What is required:
In the records below, how many lines hold the word "inside"? Give only the number.

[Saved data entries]
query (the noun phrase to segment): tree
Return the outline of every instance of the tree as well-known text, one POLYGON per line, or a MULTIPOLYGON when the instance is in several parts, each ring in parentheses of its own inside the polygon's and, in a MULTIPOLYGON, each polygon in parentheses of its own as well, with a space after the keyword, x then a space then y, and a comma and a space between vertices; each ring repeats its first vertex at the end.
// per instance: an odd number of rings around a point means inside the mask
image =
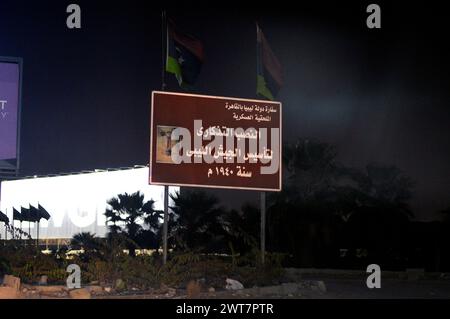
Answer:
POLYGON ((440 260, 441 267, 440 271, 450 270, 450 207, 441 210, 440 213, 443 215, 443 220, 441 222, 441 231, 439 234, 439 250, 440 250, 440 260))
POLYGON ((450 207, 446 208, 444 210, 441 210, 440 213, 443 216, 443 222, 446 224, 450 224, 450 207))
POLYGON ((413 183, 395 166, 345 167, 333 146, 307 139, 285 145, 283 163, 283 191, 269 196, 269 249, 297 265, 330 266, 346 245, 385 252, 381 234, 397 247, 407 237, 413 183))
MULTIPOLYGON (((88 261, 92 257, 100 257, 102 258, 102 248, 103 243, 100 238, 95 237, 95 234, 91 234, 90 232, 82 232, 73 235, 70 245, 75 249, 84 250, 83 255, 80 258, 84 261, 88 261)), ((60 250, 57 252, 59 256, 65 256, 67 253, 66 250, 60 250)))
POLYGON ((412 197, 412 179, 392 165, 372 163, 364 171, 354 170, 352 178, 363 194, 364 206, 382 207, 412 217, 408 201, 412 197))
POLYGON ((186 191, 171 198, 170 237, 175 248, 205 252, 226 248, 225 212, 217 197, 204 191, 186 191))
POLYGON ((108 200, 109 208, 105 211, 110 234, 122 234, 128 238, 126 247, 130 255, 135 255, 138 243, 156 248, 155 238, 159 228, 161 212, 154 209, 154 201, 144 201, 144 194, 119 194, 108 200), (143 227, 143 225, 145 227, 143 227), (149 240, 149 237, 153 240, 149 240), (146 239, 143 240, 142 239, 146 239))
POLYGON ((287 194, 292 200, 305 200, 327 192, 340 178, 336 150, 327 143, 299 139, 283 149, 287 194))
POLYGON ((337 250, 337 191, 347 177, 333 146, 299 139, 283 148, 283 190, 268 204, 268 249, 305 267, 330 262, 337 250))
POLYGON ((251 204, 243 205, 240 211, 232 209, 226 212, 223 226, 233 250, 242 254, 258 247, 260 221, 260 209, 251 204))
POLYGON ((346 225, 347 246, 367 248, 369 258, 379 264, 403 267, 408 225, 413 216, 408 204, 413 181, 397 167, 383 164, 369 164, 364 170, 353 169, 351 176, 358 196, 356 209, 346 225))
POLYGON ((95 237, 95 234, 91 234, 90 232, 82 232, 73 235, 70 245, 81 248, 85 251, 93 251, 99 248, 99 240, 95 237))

Result:
2